## Текстовый блок

От редакции: Слабое государство, сильные люди

Высокопоставленный государственный деятель, занимающий де-факто третий пост в государстве, предлагает свой рецепт борьбы с преступностью: Александр Торшин готов разрешить россиянам покупать и использовать для самообороны огнестрельное оружие (см. его статью в номере от 20.07.2011 на стр. 04). Если учесть, что в Госдуму недавно внесли поправки в закон «Об оружии», разрешающие приобретение короткоствольного пулевого оружия, можно говорить о тенденции.

Легализация оружия, по мнению ее сторонников, повышает защищенность законопослушных граждан при встрече с преступниками. В этом случае включается принцип сдерживания: если преступник подозревает, что потенциальная жертва вооружена, он не станет нападать. Еще один традиционный довод – свободное владение оружием в США, Германии, Швейцарии, дореволюционной России и легализация гражданского оружия в некоторых республиках бывшего СССР. Противники свободного оборота опасаются всплеска насилия и обвиняют оппонентов в лоббировании интересов продавцов оружия.

[Фрагменты данных разметки местоположений]
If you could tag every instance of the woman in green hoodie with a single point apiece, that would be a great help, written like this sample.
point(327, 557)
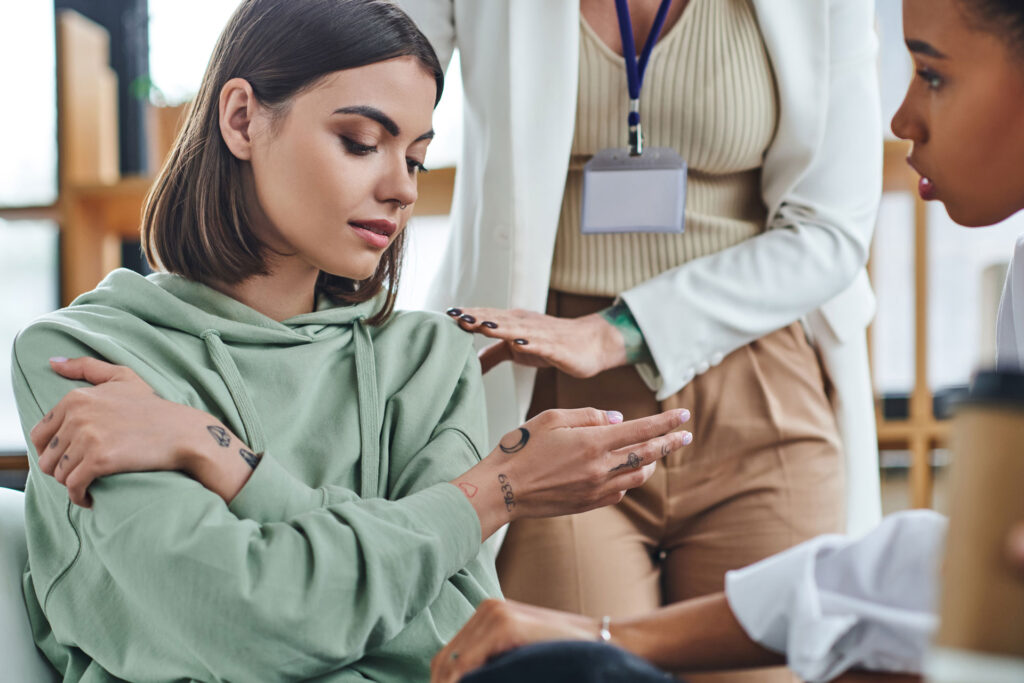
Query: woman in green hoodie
point(299, 493)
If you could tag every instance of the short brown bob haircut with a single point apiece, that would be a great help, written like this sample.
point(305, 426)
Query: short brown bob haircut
point(195, 222)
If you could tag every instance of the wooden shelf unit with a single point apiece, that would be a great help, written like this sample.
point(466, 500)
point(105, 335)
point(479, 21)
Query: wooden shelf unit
point(921, 432)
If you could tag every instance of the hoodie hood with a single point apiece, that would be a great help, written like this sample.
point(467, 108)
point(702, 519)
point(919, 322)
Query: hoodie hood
point(166, 300)
point(173, 302)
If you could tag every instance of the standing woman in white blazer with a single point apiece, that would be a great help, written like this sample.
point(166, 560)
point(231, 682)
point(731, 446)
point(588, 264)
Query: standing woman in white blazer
point(774, 105)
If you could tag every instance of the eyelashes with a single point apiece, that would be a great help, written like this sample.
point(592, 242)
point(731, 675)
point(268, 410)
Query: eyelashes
point(931, 78)
point(360, 150)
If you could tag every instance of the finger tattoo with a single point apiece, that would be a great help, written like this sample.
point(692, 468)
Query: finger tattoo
point(633, 461)
point(251, 458)
point(219, 434)
point(518, 445)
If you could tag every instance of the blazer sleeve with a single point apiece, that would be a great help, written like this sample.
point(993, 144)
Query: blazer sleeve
point(836, 603)
point(817, 241)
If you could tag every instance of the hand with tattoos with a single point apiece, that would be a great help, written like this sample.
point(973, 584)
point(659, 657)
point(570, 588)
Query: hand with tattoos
point(579, 346)
point(568, 461)
point(120, 425)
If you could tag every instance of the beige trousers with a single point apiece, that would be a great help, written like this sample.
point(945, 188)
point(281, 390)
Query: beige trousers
point(764, 472)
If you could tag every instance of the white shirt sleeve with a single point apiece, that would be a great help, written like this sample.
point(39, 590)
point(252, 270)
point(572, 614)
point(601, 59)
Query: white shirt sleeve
point(1008, 338)
point(836, 603)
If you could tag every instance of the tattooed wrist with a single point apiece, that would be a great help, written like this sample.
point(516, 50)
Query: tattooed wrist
point(252, 460)
point(506, 484)
point(622, 318)
point(219, 435)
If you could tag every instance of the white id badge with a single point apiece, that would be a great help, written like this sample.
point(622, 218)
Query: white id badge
point(624, 194)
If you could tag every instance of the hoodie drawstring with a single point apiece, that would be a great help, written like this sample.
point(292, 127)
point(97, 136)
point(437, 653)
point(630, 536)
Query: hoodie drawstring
point(369, 403)
point(370, 418)
point(228, 372)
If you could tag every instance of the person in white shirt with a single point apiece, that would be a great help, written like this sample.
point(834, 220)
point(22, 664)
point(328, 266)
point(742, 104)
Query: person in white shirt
point(834, 603)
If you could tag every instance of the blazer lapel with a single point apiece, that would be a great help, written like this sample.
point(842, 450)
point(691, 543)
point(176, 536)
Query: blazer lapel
point(796, 36)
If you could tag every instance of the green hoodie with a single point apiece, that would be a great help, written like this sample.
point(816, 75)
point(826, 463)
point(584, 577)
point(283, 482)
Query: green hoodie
point(345, 557)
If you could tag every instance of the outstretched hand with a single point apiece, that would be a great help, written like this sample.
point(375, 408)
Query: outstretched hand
point(568, 461)
point(578, 346)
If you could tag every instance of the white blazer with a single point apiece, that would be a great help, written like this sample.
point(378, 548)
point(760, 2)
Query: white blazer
point(821, 183)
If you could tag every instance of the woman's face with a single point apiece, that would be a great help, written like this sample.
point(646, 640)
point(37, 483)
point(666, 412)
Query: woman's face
point(335, 177)
point(965, 114)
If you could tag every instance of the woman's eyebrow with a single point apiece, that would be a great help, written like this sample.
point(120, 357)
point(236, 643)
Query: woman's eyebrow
point(921, 47)
point(374, 114)
point(381, 118)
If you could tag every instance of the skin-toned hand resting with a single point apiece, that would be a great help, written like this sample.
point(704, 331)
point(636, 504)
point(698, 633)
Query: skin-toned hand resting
point(578, 346)
point(568, 461)
point(699, 634)
point(121, 425)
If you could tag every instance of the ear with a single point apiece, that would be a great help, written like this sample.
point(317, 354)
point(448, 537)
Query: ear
point(238, 109)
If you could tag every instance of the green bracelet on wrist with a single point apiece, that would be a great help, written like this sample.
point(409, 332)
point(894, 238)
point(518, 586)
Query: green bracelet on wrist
point(621, 318)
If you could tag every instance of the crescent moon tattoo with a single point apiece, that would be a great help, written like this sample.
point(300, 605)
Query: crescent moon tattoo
point(518, 445)
point(633, 462)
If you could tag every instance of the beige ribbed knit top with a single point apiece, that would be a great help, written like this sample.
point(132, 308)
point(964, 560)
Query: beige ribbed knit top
point(710, 93)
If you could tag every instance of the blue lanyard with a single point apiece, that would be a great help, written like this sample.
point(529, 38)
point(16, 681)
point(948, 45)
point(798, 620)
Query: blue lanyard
point(635, 68)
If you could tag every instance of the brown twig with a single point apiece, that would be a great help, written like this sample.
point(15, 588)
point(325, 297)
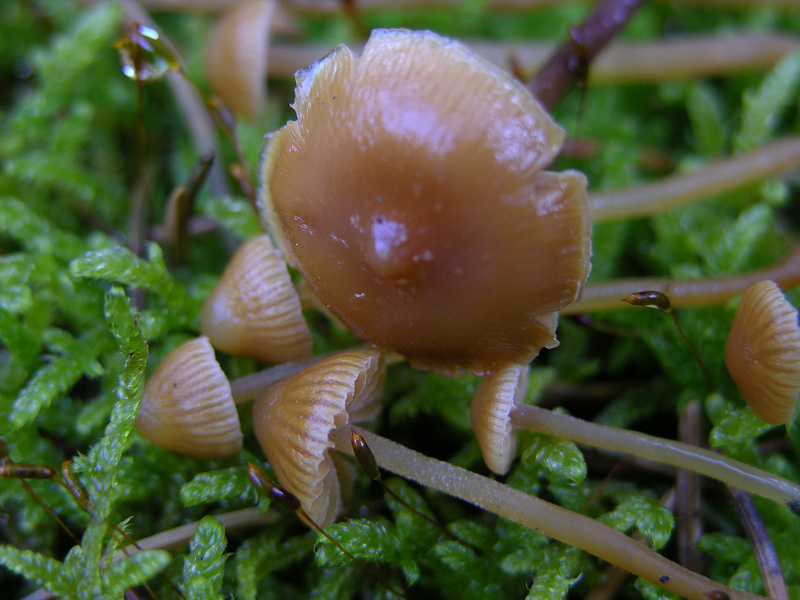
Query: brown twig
point(763, 549)
point(688, 493)
point(571, 61)
point(189, 101)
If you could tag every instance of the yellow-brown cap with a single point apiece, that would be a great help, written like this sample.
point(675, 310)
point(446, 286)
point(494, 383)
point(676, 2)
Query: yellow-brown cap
point(410, 195)
point(294, 419)
point(762, 352)
point(236, 57)
point(187, 405)
point(254, 310)
point(490, 412)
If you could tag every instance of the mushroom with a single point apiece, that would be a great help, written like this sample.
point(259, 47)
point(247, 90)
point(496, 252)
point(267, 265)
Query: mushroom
point(295, 418)
point(301, 420)
point(410, 195)
point(254, 310)
point(762, 352)
point(187, 404)
point(497, 410)
point(236, 57)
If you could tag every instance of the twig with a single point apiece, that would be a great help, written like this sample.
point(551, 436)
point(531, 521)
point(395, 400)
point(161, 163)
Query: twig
point(621, 62)
point(682, 293)
point(715, 177)
point(688, 493)
point(572, 59)
point(763, 549)
point(198, 120)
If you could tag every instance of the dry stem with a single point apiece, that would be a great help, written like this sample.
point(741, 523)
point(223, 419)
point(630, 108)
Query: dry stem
point(553, 521)
point(607, 295)
point(677, 454)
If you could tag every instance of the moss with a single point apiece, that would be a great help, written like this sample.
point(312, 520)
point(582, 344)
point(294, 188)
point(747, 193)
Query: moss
point(83, 318)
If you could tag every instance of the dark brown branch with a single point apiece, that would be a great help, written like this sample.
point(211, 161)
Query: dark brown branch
point(761, 543)
point(571, 61)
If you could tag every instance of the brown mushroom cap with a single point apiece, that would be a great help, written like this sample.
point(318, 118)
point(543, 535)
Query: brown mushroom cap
point(762, 352)
point(294, 419)
point(236, 56)
point(187, 404)
point(254, 310)
point(410, 195)
point(490, 413)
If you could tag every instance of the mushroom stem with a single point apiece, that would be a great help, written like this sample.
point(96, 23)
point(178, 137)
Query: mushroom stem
point(606, 295)
point(678, 454)
point(714, 178)
point(553, 521)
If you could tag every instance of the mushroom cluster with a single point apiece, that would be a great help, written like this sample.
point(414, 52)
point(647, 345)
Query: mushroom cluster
point(411, 196)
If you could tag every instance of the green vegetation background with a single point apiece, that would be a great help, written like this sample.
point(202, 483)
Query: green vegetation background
point(74, 353)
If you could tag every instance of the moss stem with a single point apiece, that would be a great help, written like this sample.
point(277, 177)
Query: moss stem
point(713, 178)
point(553, 521)
point(607, 295)
point(677, 454)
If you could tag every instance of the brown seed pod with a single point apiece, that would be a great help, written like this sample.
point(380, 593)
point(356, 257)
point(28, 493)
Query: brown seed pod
point(410, 195)
point(254, 310)
point(294, 420)
point(762, 352)
point(236, 57)
point(491, 415)
point(187, 405)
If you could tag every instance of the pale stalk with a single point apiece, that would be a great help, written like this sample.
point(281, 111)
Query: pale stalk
point(548, 519)
point(682, 293)
point(677, 454)
point(709, 180)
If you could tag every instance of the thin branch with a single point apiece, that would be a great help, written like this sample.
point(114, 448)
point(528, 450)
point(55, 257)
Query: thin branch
point(548, 519)
point(200, 124)
point(763, 549)
point(607, 295)
point(570, 62)
point(706, 462)
point(621, 62)
point(687, 487)
point(713, 178)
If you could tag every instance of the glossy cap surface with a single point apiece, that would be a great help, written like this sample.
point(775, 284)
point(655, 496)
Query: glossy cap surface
point(410, 196)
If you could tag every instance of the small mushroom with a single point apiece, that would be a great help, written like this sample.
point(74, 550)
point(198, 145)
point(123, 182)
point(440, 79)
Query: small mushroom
point(187, 405)
point(410, 195)
point(254, 310)
point(295, 419)
point(762, 353)
point(236, 57)
point(490, 413)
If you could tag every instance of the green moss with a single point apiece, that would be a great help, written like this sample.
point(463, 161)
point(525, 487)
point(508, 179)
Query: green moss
point(83, 319)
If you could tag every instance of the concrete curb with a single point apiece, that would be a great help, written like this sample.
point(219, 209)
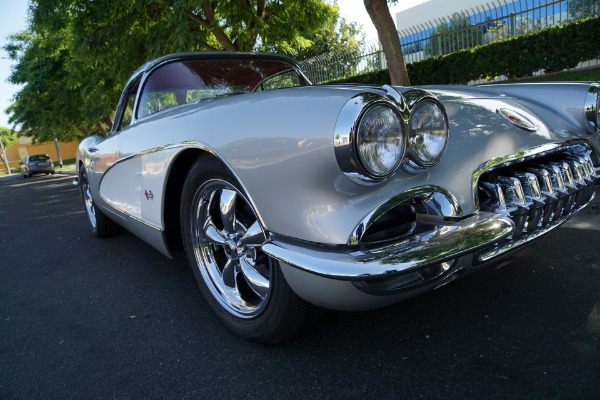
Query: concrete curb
point(18, 176)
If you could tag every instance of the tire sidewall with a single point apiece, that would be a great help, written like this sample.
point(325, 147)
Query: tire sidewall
point(273, 312)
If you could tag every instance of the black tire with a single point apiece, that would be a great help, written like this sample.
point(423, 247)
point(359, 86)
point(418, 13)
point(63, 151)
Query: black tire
point(101, 225)
point(227, 260)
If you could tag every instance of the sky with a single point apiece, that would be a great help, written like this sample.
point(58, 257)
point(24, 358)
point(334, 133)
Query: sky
point(13, 19)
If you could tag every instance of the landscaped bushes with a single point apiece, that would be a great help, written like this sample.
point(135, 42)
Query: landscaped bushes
point(553, 49)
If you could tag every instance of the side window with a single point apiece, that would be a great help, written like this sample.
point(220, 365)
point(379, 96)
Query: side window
point(280, 81)
point(129, 103)
point(167, 87)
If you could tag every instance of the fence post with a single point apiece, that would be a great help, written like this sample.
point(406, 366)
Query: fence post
point(513, 24)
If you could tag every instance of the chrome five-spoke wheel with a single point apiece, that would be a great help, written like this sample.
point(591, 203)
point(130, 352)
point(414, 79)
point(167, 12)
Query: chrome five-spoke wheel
point(87, 200)
point(227, 236)
point(223, 239)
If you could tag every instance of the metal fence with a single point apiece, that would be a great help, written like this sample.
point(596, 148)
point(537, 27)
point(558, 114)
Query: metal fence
point(494, 21)
point(340, 64)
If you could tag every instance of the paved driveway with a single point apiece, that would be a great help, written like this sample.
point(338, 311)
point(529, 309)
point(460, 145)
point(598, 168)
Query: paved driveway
point(82, 318)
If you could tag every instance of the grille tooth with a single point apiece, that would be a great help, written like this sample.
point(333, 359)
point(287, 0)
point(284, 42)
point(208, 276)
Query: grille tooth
point(533, 193)
point(548, 194)
point(538, 196)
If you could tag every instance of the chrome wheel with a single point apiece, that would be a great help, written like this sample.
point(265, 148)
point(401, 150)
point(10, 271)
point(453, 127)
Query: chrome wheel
point(87, 200)
point(226, 240)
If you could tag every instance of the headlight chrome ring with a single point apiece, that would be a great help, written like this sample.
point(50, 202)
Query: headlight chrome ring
point(427, 133)
point(380, 140)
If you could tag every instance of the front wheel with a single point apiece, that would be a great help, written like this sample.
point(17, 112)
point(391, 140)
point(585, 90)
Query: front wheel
point(223, 237)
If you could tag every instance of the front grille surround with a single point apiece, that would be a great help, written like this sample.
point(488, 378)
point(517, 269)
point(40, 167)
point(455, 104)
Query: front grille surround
point(538, 194)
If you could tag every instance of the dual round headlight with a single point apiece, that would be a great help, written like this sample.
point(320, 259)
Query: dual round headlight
point(383, 139)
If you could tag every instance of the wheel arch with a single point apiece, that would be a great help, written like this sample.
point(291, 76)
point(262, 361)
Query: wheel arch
point(173, 191)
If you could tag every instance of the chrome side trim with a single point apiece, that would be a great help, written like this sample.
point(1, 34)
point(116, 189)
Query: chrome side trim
point(436, 199)
point(182, 146)
point(446, 240)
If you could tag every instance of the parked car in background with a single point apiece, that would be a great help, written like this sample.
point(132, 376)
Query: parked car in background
point(36, 164)
point(288, 197)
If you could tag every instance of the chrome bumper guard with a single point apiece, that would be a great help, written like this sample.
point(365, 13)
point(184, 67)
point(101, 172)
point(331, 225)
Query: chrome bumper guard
point(445, 241)
point(537, 196)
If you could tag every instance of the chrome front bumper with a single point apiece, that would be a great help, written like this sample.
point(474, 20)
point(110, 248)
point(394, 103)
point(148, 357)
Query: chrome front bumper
point(360, 278)
point(445, 241)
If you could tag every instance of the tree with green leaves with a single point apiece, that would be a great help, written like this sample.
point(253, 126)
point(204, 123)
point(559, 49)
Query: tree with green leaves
point(76, 55)
point(379, 13)
point(7, 138)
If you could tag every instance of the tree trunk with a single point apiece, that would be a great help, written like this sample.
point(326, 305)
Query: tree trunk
point(4, 159)
point(388, 36)
point(58, 152)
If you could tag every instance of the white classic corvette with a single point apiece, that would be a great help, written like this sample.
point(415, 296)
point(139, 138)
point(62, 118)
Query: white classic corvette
point(288, 196)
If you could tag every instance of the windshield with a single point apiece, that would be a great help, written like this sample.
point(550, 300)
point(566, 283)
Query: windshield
point(183, 82)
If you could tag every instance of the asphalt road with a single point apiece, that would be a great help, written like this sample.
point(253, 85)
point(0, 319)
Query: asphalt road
point(84, 318)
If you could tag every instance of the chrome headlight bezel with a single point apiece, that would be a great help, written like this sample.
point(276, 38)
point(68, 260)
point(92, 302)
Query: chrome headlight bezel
point(346, 136)
point(402, 104)
point(414, 155)
point(591, 108)
point(396, 136)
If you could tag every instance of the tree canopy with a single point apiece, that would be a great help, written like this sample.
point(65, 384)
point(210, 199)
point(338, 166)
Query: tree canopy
point(76, 55)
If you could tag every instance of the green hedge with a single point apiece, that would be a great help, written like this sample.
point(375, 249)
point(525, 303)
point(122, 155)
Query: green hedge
point(553, 49)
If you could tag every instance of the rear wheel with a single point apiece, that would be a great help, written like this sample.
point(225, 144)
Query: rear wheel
point(102, 226)
point(223, 237)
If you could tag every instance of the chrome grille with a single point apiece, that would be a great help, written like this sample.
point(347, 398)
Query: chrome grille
point(537, 195)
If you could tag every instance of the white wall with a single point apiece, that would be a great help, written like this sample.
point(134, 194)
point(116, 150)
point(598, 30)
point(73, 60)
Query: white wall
point(433, 9)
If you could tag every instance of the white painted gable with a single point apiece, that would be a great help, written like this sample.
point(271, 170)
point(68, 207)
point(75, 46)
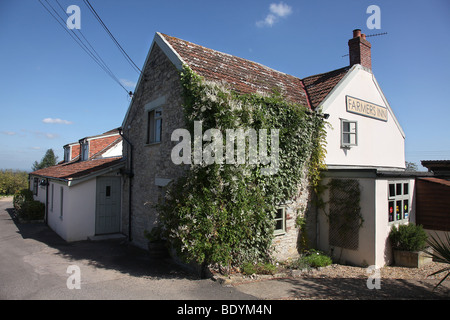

## Упражнения
[1] Определите, соответствуют ли редакционной статье о легализации оружия утверждения (а), (б) и (в). Ответьте «да» или «нет» и приведите решающие слова статьи точной цитатой. (а) Александр Торшин предлагает разрешить россиянам покупать огнестрельное оружие для самообороны. (б) Внесенные в Госдуму поправки в закон «Об оружии» запрещают приобретение короткоствольного пулевого оружия. (в) Противники свободного оборота оружия обвиняют оппонентов в лоббировании интересов продавцов оружия.
[2] Ответьте на вопрос по редакционной статье о легализации оружия: какой принцип, по мнению сторонников легализации, включается при встрече законопослушных граждан с преступниками?
[3] Напишите продолжение редакционной статьи о легализации оружия, начав сразу после ее последнего предложения.
Материал здесь никакой роли не играет.

## Ответы к заданиям
[1]
(а) Да: «Александр Торшин готов разрешить россиянам покупать и использовать для самообороны огнестрельное оружие».
(б) Нет: «поправки в закон «Об оружии», разрешающие приобретение короткоствольного пулевого оружия».
(в) Да: «Противники свободного оборота опасаются всплеска насилия и обвиняют оппонентов в лоббировании интересов продавцов оружия».

[2] Принцип сдерживания: если преступник подозревает, что потенциальная жертва вооружена, он не станет нападать.

[3]
Статистика не дает однозначного ответа на вопрос о влиянии свободного владения оружием на преступность. В частности, число убийств и тяжких насильственных преступлений на душу населения в США выше, чем в Швейцарии и Германии, где оружие у граждан есть, и опять-таки выше, чем в других европейских странах, где оружия у граждан нет. Во-первых, опыт других культур вообще, как правило, напрямую неприменим. А во-вторых, ссылаться на США и Швейцарию просто некорректно – есть ведь и другие страны.

Сам по себе свободный оборот оружия еще не гарантирует безопасности. С определенными ограничениями оружие доступно, например, в Мексике и Бразилии, государствах не самых безопасных для собственных граждан и туристов. Оружие легко доступно в Афганистане и Сомали! Сторонники американского опыта должны понимать, что свобода обращения с оружием дополняется в этой стране не только сложившейся культурой, но и эффективной полицией и – что еще важнее – независимым правосудием, которое строго карает за нарушения и злоупотребления правом на самооборону.

В государствах Балтии и в Молдавии законы, разрешающие оборот оружия, были приняты в 1994–1996 гг. Статистика убийств в 1998 г.: в Эстонии – 19 человек на 100 000 жителей, в Латвии – 13, в Литве – 8,6, в Молдавии – 14.

Неплохо, если сравнивать с Россией, где в 2000 г. от преступных посягательств погибли 50 человек из 100 000. К 2009 г. уровень убийств в Эстонии и Литве снизился до 5,6 человека на 100 000 жителей, в Латвии – до 5,9, в Молдавии – до 6,7, в России – до 22. Но это значительно больше, чем в бывших социалистических странах, где нет свободного оборота оружия, – Словении, Польше и Македонии (0,5, 1 и 1,3 соответственно). Кроме того, в 2007–2009 гг. уровень убийств и других насильственных преступлений в Молдавии вырос на 10–15%, хотя приобретение оружия не ограничивали.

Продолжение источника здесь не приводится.